TEXT PROVIDED -
------------------------

Billy on patrol in Soap Lake
SOAP LAKE — Billy sits anxiously still, focused and alert. He knows exactly what’s behind the closed door.
A mostly deflated soccer ball. It’s his toy, and when he gets hold of it he will chew on it. Mercilessly. Eventually, Billy will chew it until it’s ripped up and unusable.
Which is okay, said Billy’s handler, Soap Lake Police Sgt. Spencer Nulph. He has a big plastic tub full of these soccer balls, so there are still plenty to chew through.
“Billy is the most social police dog I’ve ever known,” Nulph said of his partner, one of the newest members of the Soap Lake Police Department. “He’s very well-trained. He knows what he’s doing and he’s really good at it.”
Billy, a Belgian Tervuren (basically a long-haired Malinois, or Belgian Shepherd, Nulph said) “joined” the SLPD last year, after a whirlwind campaign in the spring and early summer to raise around $27,000 to add a dual-purpose dog — an animal who can detect drugs and bite suspects on command — to the seven-officer police department.
A Yakima native, who originally wanted to be a lawyer, but decided to join law enforcement after spending some time watching police officers work, Nulph became Billy’s handler because he has always liked anti-drug work, even when he was a community corrections officer supervising former prison inmates who had been released.
“I love narcotics investigations. It’s my bread and butter,” Nulph said. “I really like the cerebral aspect of narcotics. It’s like cat-and-mouse. They’re always trying to conceal what they’re doing.”
“It’s a whole different underworld, and it really intrigued me,” Nulph added.
‘That dog has a switch’
Nulph said department leaders chose Billy during his first visit to Vohne Liche Kennels in March 2020. Based in Denver, Indiana, with an office and training center in Banning, California, Vohne Liche is very likely the premier private law enforcement and military dog training center in the country, preparing dogs used by the Army, U.S. Secret Service and the Federal Bureau of Investigation.
Nulph said he wasn’t sure he would have a dog with the right temperament, since many law enforcement dogs he encountered through the years were “high speed, low drive dogs.” However, as soon as he met Billy, Nulph said he knew he was perfect for a canine partner.
“I wanted one that fits my personality,” Nulph said. “He’s very mellow and laid back, but when it’s time to go, he goes. There’s no messing around.”

------------------------

REQUESTS -
1. Reproduce the passage of the article on Billy from "Billy on patrol" up to and including "up and unusable.".
2. According to the article on Billy, what breed of dog is Billy?
3. Pick up the article on Billy after its final sentence and carry it forward.
The listing that follows has no connection to the article on Billy.

RECORDS -
------------------------

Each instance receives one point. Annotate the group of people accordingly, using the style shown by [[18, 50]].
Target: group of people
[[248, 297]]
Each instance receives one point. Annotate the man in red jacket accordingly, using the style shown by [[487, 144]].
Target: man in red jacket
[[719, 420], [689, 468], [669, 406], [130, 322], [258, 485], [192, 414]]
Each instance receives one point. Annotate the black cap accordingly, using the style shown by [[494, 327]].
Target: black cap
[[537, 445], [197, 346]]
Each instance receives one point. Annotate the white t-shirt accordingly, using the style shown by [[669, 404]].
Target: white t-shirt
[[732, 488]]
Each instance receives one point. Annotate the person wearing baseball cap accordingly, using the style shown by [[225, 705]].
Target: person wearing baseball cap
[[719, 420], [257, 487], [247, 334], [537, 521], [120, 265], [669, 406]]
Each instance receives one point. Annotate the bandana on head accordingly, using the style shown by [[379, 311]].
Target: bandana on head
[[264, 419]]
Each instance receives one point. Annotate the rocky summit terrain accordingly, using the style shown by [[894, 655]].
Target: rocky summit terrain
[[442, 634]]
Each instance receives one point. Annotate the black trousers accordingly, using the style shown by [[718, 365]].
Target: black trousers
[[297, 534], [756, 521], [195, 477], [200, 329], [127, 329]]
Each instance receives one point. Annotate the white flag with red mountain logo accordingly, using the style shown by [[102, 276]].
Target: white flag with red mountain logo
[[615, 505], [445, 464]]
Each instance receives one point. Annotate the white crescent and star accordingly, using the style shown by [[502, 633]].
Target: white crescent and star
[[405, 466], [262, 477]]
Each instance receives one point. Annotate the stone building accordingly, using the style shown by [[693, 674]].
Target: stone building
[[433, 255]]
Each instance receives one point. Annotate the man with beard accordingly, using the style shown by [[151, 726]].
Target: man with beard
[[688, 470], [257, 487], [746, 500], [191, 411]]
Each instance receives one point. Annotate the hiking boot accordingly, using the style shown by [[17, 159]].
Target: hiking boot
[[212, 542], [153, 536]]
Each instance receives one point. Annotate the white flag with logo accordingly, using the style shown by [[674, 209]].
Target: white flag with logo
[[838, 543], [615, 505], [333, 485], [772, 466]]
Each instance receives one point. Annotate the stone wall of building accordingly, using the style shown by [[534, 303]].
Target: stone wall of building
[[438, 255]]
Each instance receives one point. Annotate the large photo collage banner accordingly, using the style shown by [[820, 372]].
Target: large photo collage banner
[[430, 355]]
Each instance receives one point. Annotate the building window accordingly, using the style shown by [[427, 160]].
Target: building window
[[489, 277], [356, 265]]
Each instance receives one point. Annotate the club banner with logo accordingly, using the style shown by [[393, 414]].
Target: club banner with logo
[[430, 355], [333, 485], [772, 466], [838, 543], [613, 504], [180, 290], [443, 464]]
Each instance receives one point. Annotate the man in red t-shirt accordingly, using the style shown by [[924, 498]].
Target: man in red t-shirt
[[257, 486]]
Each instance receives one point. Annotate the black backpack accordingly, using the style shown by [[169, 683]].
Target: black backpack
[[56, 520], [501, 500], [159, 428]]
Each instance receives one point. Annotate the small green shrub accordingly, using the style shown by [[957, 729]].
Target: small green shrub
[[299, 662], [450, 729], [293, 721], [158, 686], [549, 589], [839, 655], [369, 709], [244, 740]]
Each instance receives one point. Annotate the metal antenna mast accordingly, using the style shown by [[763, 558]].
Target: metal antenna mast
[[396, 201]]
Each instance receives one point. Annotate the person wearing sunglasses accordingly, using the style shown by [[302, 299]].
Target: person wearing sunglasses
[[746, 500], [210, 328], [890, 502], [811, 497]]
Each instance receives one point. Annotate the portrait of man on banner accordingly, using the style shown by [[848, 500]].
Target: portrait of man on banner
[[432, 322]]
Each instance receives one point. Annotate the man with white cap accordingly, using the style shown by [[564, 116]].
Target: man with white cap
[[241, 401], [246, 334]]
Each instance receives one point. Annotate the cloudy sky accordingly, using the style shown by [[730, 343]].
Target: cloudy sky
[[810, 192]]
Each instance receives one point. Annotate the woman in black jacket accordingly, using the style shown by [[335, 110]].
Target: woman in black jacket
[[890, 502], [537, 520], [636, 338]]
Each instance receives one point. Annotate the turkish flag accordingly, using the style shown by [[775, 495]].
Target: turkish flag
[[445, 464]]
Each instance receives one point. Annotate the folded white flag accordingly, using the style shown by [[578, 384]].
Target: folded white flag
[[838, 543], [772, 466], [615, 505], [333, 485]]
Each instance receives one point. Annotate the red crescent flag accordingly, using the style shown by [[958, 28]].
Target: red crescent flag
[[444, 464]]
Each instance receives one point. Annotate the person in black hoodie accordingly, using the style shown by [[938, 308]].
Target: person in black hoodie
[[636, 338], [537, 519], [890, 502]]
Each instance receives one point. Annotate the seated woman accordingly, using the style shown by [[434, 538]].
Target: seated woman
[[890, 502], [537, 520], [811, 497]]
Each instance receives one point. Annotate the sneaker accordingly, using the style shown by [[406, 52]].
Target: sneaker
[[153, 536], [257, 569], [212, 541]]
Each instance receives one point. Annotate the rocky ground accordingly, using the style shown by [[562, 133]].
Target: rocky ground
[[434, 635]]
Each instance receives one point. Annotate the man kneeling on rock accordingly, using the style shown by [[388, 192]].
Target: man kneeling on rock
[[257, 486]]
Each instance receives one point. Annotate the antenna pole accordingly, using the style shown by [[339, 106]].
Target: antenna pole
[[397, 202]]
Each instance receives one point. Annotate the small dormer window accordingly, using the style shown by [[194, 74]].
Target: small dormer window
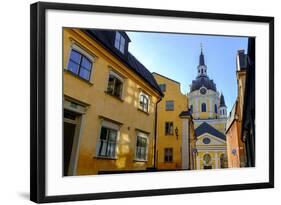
[[119, 42]]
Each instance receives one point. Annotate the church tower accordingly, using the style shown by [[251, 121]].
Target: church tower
[[209, 114], [222, 108]]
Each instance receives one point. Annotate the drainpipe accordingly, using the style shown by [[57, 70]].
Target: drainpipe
[[155, 134]]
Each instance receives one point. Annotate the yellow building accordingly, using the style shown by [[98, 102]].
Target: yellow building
[[110, 102], [235, 145], [209, 113], [175, 129]]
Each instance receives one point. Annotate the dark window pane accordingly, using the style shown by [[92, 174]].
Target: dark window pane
[[103, 134], [86, 63], [75, 56], [118, 88], [110, 86], [73, 67], [84, 73]]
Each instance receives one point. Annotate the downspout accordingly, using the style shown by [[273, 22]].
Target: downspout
[[155, 133]]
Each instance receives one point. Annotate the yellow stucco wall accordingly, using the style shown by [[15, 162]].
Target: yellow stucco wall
[[215, 149], [102, 105], [170, 141]]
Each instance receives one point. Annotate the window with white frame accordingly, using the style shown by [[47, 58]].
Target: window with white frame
[[169, 105], [168, 154], [169, 128], [107, 142], [80, 64], [143, 102], [141, 146], [119, 42], [162, 87], [115, 85]]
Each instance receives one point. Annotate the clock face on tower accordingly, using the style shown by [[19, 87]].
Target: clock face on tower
[[203, 91]]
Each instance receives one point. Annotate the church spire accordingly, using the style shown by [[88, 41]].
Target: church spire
[[202, 68], [201, 58]]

------------------------

THE REPLIES -
1.
Billy on patrol in Soap Lake
SOAP LAKE — Billy sits anxiously still, focused and alert. He knows exactly what’s behind the closed door.
A mostly deflated soccer ball. It’s his toy, and when he gets hold of it he will chew on it. Mercilessly. Eventually, Billy will chew it until it’s ripped up and unusable.

2. Billy is a Belgian Tervuren.

3.
“That’s kind of how I run my police shift. I’m very mellow, laid back, easy going, willing to listen to people that have reasonable arguments,” Nulph added. “I’m very open-minded when it comes to practicing law enforcement. But when stuff goes sideways, I can immediately react to that. I know when it’s time to get serious. And Billy is the exact same way. That dog has a switch that I’ve never seen in a police dog before.”
Many U.S. police dogs are bred and raised in Europe, Nulph said, with some very basic training done by trainers and foster families in the Czech Republic. Still, Nulph needed to spend several weeks with Billy in Southern California, learning to work together as the dog was trained.
While currently certified to detect drugs, Billy was also trained to bite on command. However, Soap Lake police are working on getting Billy certified for that.
Nulph said it was several intense weeks of learning to detect heroin, methamphetamine, crack and powder cocaine — not marijuana, since that’s legal in Washington state — in junkyards, abandoned shopping malls and train stations, wherever law enforcement found space for them train.
“He took to it instantly,” Nulph said.
Billy is a “passive alert dog,” Nulph said.
That is, he doesn’t bark or scratch when he smells something, he just sits. Like he did at the door of the room where he knew his soccer ball was.
And Nulph will hand him a toy to play with, a reward for a job correctly done.
Not a pet
Billy lives at home with Nulph, but in a specially-built house in a custom-built kennel volunteers created for Billy. Nulph said while Billy “has the temperament of a pet,” he’s a working dog and needs to remember that.
“We do exercise and socialization, but the dog doesn’t sleep in bed with you, the dog doesn’t eat dinner with you. The dog is a work dog. And the more you make him a pet, the less functionality he’s going to have as a work dog,” Nulph said.
Even with that, Nulph said once a month he takes Billy to different places around the state for continued training to keep his skills sharp. But even with the calls for assistance, often Billy’s mere presence is enough to prompt a suspect to fess up.
“I ask the interdiction questions, I read body language, it’s subtle things, like perspiring when it’s cold, swallowing hard, how big are their pupils,” Nulph said. “I’m looking for all that stuff. I don’t even have to get Billy out. I just explained who I was, what I was doing, why I was there, and they’ll cop to it.”
“Because they know, shoot, I can’t conceal this. I’m not going to be able to hide it because they have a dog,” he added.
However, Nulph said having a drug-detecting dog is not magic. The dog can only give a police officer probable cause to do a search, and nothing else.
“If somebody gives you consent, don’t ask for me. You have consent. You don’t need my dog,” he said. “If you search the car, and don’t find anything, don’t call me. That means you either didn’t do a good enough search or there’s nothing there.”
“There’s no need,” added Soap Lake Police Chief Ryan Cox. “You can tear the car apart all you want if you have a warrant; the judge already said go ahead.”